## Selection
┏━━
A guy went from high school dropout to drone pilot instructor in the Army - not a position most 19-year-old enlisteds hold, by the way - thanks in part to his video game skills.
In an interview, P.W. Singer, a former defense policy adviser to the Obama campaign, and the author of "Wired for War," explained how video games helped this guy shoot up through the ranks, and how others weren't so cool with it.
Democracy Now! talked to Singer - the conversation ranged into areas of civil rights and what the use of military force means if its deployed by robots. But they asked about the video game pilot, whose story is featured prominently in Singer's book.
The soldier in question was a high school dropout who joined the military to make his father proud. But his failing grades in school made his superiors skeptical of his qualifications to be a helicopter mechanic, his first choice. So they asked if he wanted to be a drone pilot.
┗━━
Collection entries
┏━━
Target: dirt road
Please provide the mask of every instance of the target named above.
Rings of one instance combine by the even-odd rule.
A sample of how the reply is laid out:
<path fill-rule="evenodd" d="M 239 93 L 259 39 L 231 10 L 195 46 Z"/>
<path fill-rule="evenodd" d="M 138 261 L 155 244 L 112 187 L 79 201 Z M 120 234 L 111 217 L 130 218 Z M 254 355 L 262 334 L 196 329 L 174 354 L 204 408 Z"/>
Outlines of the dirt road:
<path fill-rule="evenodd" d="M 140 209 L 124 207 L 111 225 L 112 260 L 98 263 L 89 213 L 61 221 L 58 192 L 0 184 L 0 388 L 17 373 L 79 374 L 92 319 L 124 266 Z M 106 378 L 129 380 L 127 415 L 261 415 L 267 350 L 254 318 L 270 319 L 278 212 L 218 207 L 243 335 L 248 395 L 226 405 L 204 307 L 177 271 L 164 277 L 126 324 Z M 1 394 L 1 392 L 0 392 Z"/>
┗━━
## Objectives
1/ Answer these questions from the drone pilot article:
(a) What book is P.W. Singer the author of?
(b) Who talked to Singer in the conversation the article describes?
(c) What position was the soldier's first choice?
2/ In the drone pilot article, quote the passage from "A guy went from" to "cool with it.".

## Responses in order
1/
(a) "Wired for War"
(b) Democracy Now!
(c) Helicopter mechanic

2/
A guy went from high school dropout to drone pilot instructor in the Army - not a position most 19-year-old enlisteds hold, by the way - thanks in part to his video game skills.
In an interview, P.W. Singer, a former defense policy adviser to the Obama campaign, and the author of "Wired for War," explained how video games helped this guy shoot up through the ranks, and how others weren't so cool with it.